_To-do list_
[a] Answer these questions from the systemtap debuginfo post, labeling your answers (i), (ii), and (iii):
(i) What objcopy option does the Debian kernel's debuginfo use?
(ii) In which two directories can the file be found?
(iii) Which systems, according to the post, append .debug?
[b] Reproduce the systemtap debuginfo post, starting with "3) The debian" and going on through "a known bug?", and swap "blow up" for "crash".
[c] Pick up the systemtap debuginfo post after its final sentence and extend it.

_Supplied text_

━━━

3) The debian kernel's debuginfo does "objcopy --only-keep-
debug"...That seems like it shouldn't cause systemtap to blow up, but
it does. I guess that's a known bug?
4) Why does it blow up *differently* depending on whether it found the
file in /usr/lib/debug or /lib/modules?
5) Whose bug is it that systemtap doesn't look for /usr/lib/debug/.../
autofs4.ko, but only autofs4.ko.debug?
Apparently this is a difference between debian and Fedora. Fedora
systems append .debug, Debian systems do not. My guess: debian should
be patching their copy of elfutils to not append ".debug"? But maybe
that's an upstream bug, and it should try both by default (or
something). I dunno.

━━━

_Supplied entries_
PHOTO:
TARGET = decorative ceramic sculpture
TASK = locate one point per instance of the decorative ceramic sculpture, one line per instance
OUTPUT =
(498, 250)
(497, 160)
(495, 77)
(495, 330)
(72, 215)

━━━

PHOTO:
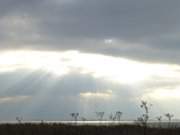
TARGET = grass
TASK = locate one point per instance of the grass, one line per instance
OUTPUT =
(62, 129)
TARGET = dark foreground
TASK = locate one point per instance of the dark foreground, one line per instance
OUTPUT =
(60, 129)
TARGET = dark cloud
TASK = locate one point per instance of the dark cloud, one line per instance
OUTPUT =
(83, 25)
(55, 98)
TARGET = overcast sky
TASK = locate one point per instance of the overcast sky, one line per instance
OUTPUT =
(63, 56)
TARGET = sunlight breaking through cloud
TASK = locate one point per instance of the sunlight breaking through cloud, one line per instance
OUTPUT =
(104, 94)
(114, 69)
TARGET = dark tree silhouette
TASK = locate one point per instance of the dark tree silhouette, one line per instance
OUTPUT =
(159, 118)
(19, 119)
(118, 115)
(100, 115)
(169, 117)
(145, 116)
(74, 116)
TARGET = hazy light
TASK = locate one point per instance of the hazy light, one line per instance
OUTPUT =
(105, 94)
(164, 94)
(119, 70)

━━━

_Results of the exercise_
[a]
(i) --only-keep-debug
(ii) /usr/lib/debug and /lib/modules
(iii) Fedora systems

[b]
3) The debian kernel's debuginfo does "objcopy --only-keep-
debug"...That seems like it shouldn't cause systemtap to crash, but
it does. I guess that's a known bug?

[c]
Someone else discovered the ".debug" issue in another program:
http://www.visophyte.org/rev_control/patches/chronicle-recorder/debian-usr-lib-debug-support.patch
And here's the debian reference about how to install debuginfo:
http://www.debian.org/doc/developers-reference/best-pkging-practices.html#bpp-dbg
I guess all these except the first are probably bugs in elfutils, not
systemtap, so perhaps I should be reporting it there instead. But
despite what you might think, I actually have no clue about any of
this crap: any clue you might infer from the above has all been gained
by random flailing over the course of the last couple hours. So I
figure it's safer to report here, first and redirect if requested. :)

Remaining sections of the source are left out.